Le pays est au bord de l’effondrement économique
L’impasse est totale et le pays est au bord de l’effondrement économique.
Ce ne sera « pas moi, mais quelqu’un d’autre » qui dirigera « un gouvernement qui réponde aux ambitions des jeunes », a dit M. Hariri, considéré comme le représentant du camp politique sunnite, dans un pays multiconfessionnel régi par un système censé garantir un équilibre entre les différentes communautés.
M. Hariri a exprimé l’espoir de voir, comme le stipule la Constitution, le président « lancer immédiatement les consultations parlementaires pour nommer un Premier ministre et former un nouveau gouvernement ».
Sans les nommer, il a critiqué ceux qui tentent de lui imputer, à tort dit-il, la responsabilité du retard dans la formation du gouvernement. Le Courant patriotique libre, parti du président, avait accusé M. Hariri d’entraver la nomination d’autres candidats.
M. Hariri ne souhaite pas diriger le prochain gouvernement
Pour le politologue Hilal Khashan, M. Hariri ne souhaite pas diriger le prochain gouvernement car « à ce stade, il ne peut pratiquement rien faire pour rétablir la confiance du public et relancer l’économie, qui est en train de s’effondrer ».
La contestation réclame un renouvellement de la classe politique, inchangée depuis des décennies et dominée par les mêmes clans familiaux, et un gouvernement de technocrates indépendants politiquement.
Si M. Aoun s’est dit ouvert à une équipe incluant des représentants de la contestation, il avait proposé un gouvernement « techno-politique » en insistant sur la nécessité d’avoir des représentants des partis.
Le puissant Hezbollah chiite a lui balayé l’idée d’un gouvernement exclusivement formé de technocrates.
« Le Hezbollah apportera son veto à tout gouvernement n’incluant pas des membres de son parti », selon M. Khashan. « Le prochain gouvernement devra être hybride, avec principalement des technocrates mais aussi des politiciens représentant les formations politiques majeures ».
« Les Libanais ont montré qu’ils en avaient assez et qu’ils voulaient un nouveau genre de gouvernement », a estimé mardi le secrétaire d’Etat adjoint américain aux affaires du Proche-Orient, David Schenker.
La tension est montée dans la rue
En attendant, la tension est montée dans la rue ces deux dernières nuits, avec des attaques de partisans des deux partis chiites Amal et Hezbollah contre des rassemblements de la contestation à Beyrouth, à Tyr (sud) et mardi soir à Baalbeck (est).
Les autorités ont « échoué à protéger convenablement les contestataires de violentes attaques », ont affirmé dans un communiqué des experts des droits humains affiliés aux Nations unies.
Amnesty International les a appelées à « agir immédiatement pour protéger les manifestants », d’attaques qui « pourraient signaler une escalade dangereuse ».
L’impasse politique
L’impasse politique aggrave encore davantage la crise économique. La Banque mondiale prévoit une croissance négative de 0,2% pour 2019.
En deux mois, 265 restaurants et bars ont fermé, selon un communiqué de leur syndicat. Une association regroupant les entreprises du secteur privé a appelé à une grève générale jeudi, vendredi et samedi.

**********

> **Consigne**:
Indiquez si chacune des affirmations suivantes concorde avec l’extrait ci-dessus, en répondant par oui ou par non et en citant les mots décisifs de l’extrait.
1. M. Hariri souhaite diriger le prochain gouvernement.
2. Le Hezbollah rejette l’idée d’un gouvernement composé uniquement de technocrates.
3. La Banque mondiale prévoit une croissance positive pour 2019.

> **Descriptions de régions en langage naturel**:
**********

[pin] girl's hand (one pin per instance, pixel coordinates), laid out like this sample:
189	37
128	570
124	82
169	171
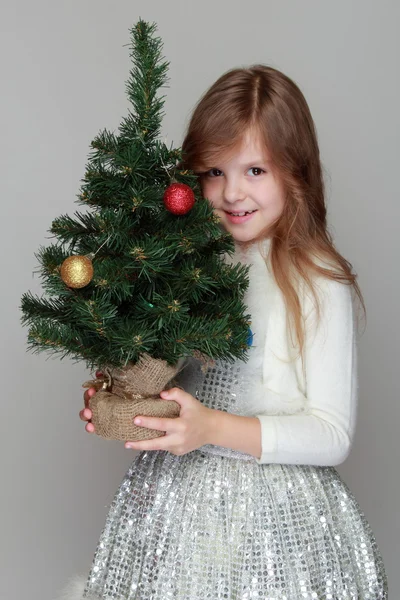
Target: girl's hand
183	434
86	414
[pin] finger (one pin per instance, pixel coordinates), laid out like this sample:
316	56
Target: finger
89	427
160	443
160	424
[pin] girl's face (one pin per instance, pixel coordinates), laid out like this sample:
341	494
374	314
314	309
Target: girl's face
244	183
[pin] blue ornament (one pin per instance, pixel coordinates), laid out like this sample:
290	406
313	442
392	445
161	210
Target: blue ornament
249	337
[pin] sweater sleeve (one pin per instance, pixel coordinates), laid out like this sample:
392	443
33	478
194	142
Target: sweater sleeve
323	435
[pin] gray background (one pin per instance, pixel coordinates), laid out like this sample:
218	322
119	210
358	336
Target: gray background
64	67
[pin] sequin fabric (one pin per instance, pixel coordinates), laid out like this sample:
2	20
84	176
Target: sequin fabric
214	524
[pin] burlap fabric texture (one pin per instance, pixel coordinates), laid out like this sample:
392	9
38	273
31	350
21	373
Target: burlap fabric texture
123	393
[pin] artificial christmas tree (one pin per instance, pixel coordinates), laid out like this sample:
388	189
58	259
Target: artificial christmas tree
138	283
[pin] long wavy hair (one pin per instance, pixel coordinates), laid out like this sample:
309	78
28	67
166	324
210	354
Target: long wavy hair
265	100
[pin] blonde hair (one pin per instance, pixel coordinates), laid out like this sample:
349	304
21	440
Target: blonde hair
265	100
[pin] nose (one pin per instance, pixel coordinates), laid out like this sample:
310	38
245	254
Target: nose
233	190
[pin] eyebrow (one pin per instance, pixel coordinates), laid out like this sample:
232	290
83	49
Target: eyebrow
258	159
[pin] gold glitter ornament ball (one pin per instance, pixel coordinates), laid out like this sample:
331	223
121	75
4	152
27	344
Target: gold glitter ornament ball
77	271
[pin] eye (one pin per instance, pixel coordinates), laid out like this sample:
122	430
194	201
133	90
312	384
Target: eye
213	173
258	169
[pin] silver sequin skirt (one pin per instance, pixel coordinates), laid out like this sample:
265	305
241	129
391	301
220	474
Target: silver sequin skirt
207	526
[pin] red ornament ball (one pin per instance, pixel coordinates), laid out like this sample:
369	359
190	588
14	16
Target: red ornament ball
179	198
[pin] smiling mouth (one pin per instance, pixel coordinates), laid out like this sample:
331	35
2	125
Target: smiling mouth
241	214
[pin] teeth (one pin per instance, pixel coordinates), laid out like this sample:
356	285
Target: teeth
242	214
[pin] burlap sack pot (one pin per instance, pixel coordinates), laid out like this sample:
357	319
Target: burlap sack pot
123	393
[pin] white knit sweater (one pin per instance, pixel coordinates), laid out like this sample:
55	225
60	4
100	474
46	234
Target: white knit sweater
307	417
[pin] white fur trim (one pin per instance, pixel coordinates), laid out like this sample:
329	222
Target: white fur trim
74	590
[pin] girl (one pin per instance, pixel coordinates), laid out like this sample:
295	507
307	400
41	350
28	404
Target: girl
241	499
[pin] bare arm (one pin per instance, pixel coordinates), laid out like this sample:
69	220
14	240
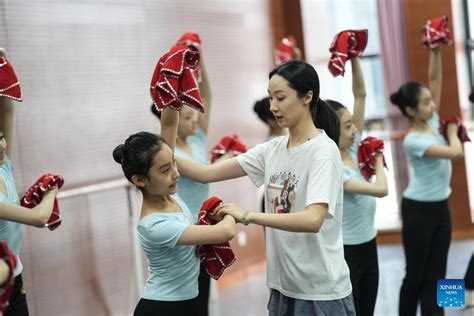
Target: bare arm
435	75
37	216
169	126
308	221
6	117
222	170
379	188
204	235
4	272
454	150
358	89
206	97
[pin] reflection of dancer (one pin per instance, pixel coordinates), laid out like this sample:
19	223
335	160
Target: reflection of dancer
307	273
358	230
10	210
425	200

**********

> **Résultat**:
1. Non : « Ce ne sera « pas moi, mais quelqu’un d’autre » qui dirigera « un gouvernement qui réponde aux ambitions des jeunes » ».
2. Oui : « Le puissant Hezbollah chiite a lui balayé l’idée d’un gouvernement exclusivement formé de technocrates. »
3. Non : « La Banque mondiale prévoit une croissance négative de 0,2% pour 2019. »